◆ **Description of the task**
Revise the lines below so that every "match tally" becomes "count check", keeping all other text unchanged. Leave the pictures out of the output.

◆ **The data**
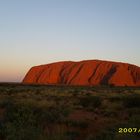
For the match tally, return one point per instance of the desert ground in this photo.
(49, 112)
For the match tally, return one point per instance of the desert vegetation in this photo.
(39, 112)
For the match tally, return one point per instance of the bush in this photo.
(131, 101)
(90, 101)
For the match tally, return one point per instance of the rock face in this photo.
(88, 72)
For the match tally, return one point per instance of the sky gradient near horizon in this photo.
(35, 32)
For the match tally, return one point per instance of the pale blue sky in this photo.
(34, 32)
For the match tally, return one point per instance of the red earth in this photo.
(88, 72)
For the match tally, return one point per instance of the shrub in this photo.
(90, 101)
(131, 101)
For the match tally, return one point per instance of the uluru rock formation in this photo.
(88, 72)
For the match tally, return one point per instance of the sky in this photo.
(35, 32)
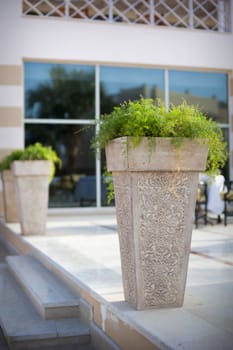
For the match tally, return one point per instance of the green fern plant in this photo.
(146, 117)
(5, 163)
(33, 152)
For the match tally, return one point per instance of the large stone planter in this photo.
(155, 192)
(11, 213)
(32, 185)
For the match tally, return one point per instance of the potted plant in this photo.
(33, 171)
(155, 157)
(11, 213)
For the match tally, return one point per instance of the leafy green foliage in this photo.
(144, 117)
(5, 164)
(39, 152)
(32, 152)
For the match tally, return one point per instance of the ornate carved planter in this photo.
(155, 192)
(32, 184)
(11, 212)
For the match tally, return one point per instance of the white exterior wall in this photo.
(71, 40)
(74, 40)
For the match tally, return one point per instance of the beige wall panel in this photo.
(10, 116)
(10, 75)
(96, 308)
(1, 204)
(125, 336)
(4, 152)
(11, 96)
(11, 137)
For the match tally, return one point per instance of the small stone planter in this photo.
(155, 192)
(11, 213)
(32, 185)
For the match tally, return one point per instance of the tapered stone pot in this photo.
(155, 191)
(32, 186)
(11, 213)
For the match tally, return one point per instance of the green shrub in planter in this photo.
(39, 152)
(144, 117)
(33, 152)
(5, 163)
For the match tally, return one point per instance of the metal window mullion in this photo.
(97, 115)
(151, 9)
(191, 14)
(67, 8)
(221, 16)
(166, 89)
(110, 11)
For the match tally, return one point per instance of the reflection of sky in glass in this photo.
(39, 72)
(205, 84)
(117, 78)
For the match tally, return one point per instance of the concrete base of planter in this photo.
(11, 213)
(32, 184)
(155, 211)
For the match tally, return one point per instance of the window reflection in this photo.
(74, 184)
(207, 90)
(59, 91)
(119, 84)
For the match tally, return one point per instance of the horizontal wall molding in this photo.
(11, 117)
(10, 75)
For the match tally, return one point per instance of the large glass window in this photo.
(59, 91)
(119, 84)
(63, 101)
(206, 89)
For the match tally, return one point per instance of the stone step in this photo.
(24, 328)
(51, 297)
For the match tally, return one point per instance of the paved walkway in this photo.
(3, 253)
(86, 245)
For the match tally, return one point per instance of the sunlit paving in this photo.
(85, 248)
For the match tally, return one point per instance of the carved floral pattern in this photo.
(156, 235)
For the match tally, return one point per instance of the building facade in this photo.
(65, 62)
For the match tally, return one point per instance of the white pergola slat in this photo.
(192, 14)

◆ **Answer below**
For the count check, return one point per instance of the desert ground in this photo.
(49, 112)
For the count check, return one point per instance of the desert vegetation in this photo.
(39, 112)
For the count check, return one point per instance of the bush in this photo.
(131, 101)
(90, 101)
For the count check, return one point per instance of the rock face in this photo.
(88, 72)
For the count check, return one point per instance of the sky gradient near horizon in this photo.
(35, 32)
For the count check, return one point per instance of the pale blue sky in this photo.
(34, 32)
For the count check, return one point per instance of the red earth in this photo.
(88, 72)
For the count check, return one point per instance of the shrub in this photo.
(90, 101)
(131, 101)
For the count check, return one point per instance of the uluru rock formation in this photo.
(88, 72)
For the count check, return one point per instance of the sky in this photo.
(35, 32)
For the count check, return one point per instance of the green fern plant in this photo.
(146, 117)
(5, 163)
(33, 152)
For the count check, return one point per instance of the large stone planter in this photo.
(155, 192)
(11, 213)
(32, 185)
For the count check, return one point per instance of the potted plant in this photo.
(33, 171)
(155, 157)
(11, 213)
For the count check, return one point per instance of the leafy green foliage in this photo.
(144, 117)
(5, 164)
(39, 152)
(32, 152)
For the count check, return one point per instance of the ornate carved planter in this photo.
(155, 192)
(32, 184)
(11, 212)
For the count check, return one point per instance of the white exterior wall in this photo.
(71, 40)
(74, 40)
For the count check, return one point per instance of the beige wall panel in this photo.
(10, 116)
(10, 75)
(96, 308)
(1, 204)
(125, 336)
(4, 152)
(11, 96)
(11, 137)
For the count check, return one point per instance of the small stone planter in this photo.
(155, 192)
(11, 213)
(32, 185)
For the count check, return one point per instance of the tapered stone pot in this photo.
(155, 191)
(32, 186)
(11, 213)
For the count check, return one point per instance of the green shrub in planter in this photo.
(39, 152)
(144, 117)
(33, 152)
(5, 163)
For the count check, return one point per instance of the metal window mullion in this photo.
(97, 115)
(151, 9)
(191, 14)
(67, 8)
(221, 16)
(166, 89)
(110, 11)
For the count check, return one point per instance of the reflection of sky in glass in this photo.
(39, 72)
(205, 84)
(117, 78)
For the count check, return one point per instance of the concrete base of planter in this photo.
(11, 213)
(32, 184)
(155, 211)
For the count check, return one point per instance of the window reflection in this photo.
(74, 184)
(207, 90)
(59, 91)
(119, 84)
For the count check, return one point per instance of the horizontal wall molding in this photo.
(11, 117)
(10, 75)
For the count check, return one point per instance of the large glass window in this photo.
(59, 91)
(119, 84)
(63, 101)
(206, 89)
For the count check, return one point per instance of the stone step in this photo.
(24, 328)
(51, 297)
For the count check, return one point per instance of the paved walkway in this photo.
(3, 253)
(86, 245)
For the count check, return one point per instance of the sunlit paving in this photo.
(85, 248)
For the count check, return one point per instance of the carved floral pattern in this photo.
(156, 235)
For the count check, return one point per instance of the building facade in this photo.
(65, 62)
For the count check, return one point per instance of the white pergola slat in this photo.
(192, 14)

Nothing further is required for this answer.